[THINGS TO DO]
- a) Answer these questions about the announcement of the children's mental health brief:
(i) Which two organizations partnered in developing the brief?
(ii) Up to what age must plans cover the required services for children?
(iii) By what percentage did mental health-related emergency department visits for youth under 18 rise from April through October 2020?
- b) In the announcement of the children's mental health brief, rewrite the stretch from "Read the Brief" through "the age of 21.", replacing "vital federal protections" with "key federal safeguards".

[TEXT SHOWN]
New Brief: Securing the promise of the Medi-Cal entitlement for our children’s mental health [cachildrenstrust.org]

 

We are thrilled to announce a new and important national policy brief: Coverage of Services to Promote Children’s Mental Health, developed in partnership with Mental Health America and the Well Being Trust. The paper expertly lays out an analysis of how current state Medicaid and commercial health insurance payment policies fail to adequately reimburse for effective interventions to promote positive child and family mental health. It underscores that this failure violates current law and most significantly, that our children and youth are paying the price.

Read the Brief

The issue, as detailed in this policy brief, is that vital federal protections are being  overlooked or altogether violated.  Medicaid (Medi-Cal in California) set the standard for children’s mental healthcare by ensuring coverage for early and periodic screening, diagnostic, and treatment services (EPSDT). By law, plans must cover comprehensive screening services and health education, in addition to diagnostic services, treatment, and other measures necessary to address issues identified during screening for all children up to the age of 21.

The need to access these resources and services is critical, now more than ever, when we are seeing dramatic increases in suicide and other indicators of a mental health crisis. In a June CDC study, 1 in 4 youth ages 18 to 24 said they had "seriously considered" suicide in the past 30 days— more than twice as many as in any other age group. And nationally, during the pandemic from April through October 2020, mental health-related emergency department visits for youth under the age of 18 rose by 31% compared to a similar time frame in 2019.

Centering race and class is essential to any response at scale. Eighty-one percent of children on Medicaid are black or brown, and the suicide rate for black children, aged 5-12 is twice that of their white peers. Addressing disproportionality and ensuring that public mental health systems fulfill their promise to children and youth is essential to redressing racialized - and racist - structures and outcomes. 

California Children’s Trust is committed to putting a spotlight on the unfulfilled promise of Medi-Cal funding and leveraging these underutilized resources to address the striking acuity of the children’s mental health crisis, which has been exacerbated by the pandemic.

[DATA EXTRACTS]
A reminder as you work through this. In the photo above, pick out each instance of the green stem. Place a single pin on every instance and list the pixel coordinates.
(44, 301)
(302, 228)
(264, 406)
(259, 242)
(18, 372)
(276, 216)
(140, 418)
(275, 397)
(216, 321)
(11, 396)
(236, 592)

[SOLUTIONS]
- a)
(i) Mental Health America and the Well Being Trust.
(ii) Up to the age of 21.
(iii) By 31%, compared to a similar time frame in 2019.

- b)
Read the Brief

The issue, as detailed in this policy brief, is that key federal safeguards are being  overlooked or altogether violated.  Medicaid (Medi-Cal in California) set the standard for children’s mental healthcare by ensuring coverage for early and periodic screening, diagnostic, and treatment services (EPSDT). By law, plans must cover comprehensive screening services and health education, in addition to diagnostic services, treatment, and other measures necessary to address issues identified during screening for all children up to the age of 21.